_Directions_
State how many lines of the listing below contain the string "sofa", giving only the number.

_Listed records_

━━━

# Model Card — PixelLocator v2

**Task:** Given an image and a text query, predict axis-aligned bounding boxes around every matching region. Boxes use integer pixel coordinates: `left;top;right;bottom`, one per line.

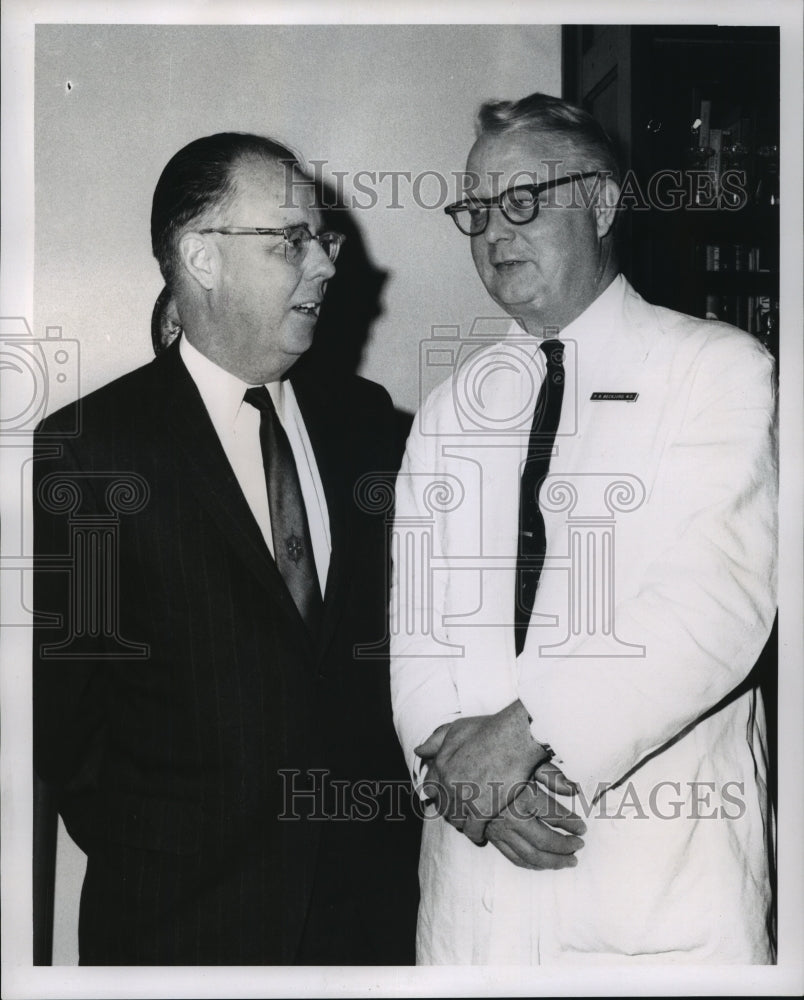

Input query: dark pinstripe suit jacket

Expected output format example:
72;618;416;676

━━━

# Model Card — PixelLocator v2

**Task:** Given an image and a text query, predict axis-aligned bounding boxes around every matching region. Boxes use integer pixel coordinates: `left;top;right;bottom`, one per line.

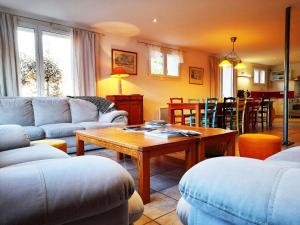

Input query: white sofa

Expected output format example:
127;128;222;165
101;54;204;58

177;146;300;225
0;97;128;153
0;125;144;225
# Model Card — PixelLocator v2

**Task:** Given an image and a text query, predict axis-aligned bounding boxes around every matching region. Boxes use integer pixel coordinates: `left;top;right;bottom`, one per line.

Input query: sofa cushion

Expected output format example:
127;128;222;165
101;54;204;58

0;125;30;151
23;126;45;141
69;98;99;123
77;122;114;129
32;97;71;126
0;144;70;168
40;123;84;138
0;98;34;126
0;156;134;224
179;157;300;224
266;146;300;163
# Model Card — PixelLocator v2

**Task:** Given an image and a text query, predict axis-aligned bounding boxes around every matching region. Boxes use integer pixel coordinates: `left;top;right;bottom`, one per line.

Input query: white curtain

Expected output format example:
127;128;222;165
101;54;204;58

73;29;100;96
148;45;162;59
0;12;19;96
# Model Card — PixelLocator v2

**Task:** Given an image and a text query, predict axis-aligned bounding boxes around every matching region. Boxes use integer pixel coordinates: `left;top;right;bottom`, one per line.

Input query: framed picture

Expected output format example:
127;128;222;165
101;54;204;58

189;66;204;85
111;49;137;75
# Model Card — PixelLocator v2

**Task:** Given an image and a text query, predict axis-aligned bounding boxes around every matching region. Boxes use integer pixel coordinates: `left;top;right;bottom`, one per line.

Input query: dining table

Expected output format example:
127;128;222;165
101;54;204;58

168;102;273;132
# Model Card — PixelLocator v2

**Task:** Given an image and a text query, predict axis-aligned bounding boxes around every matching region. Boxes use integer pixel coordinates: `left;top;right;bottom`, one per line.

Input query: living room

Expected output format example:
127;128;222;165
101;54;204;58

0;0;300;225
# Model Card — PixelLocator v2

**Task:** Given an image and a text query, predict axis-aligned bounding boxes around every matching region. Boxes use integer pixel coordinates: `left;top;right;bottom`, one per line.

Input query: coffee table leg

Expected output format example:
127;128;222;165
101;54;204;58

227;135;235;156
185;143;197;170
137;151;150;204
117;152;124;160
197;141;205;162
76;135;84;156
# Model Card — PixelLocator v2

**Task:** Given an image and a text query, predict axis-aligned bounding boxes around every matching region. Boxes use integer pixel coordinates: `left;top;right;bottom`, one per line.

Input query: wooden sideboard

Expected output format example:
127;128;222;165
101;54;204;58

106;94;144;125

━━━

_Answer in full_
2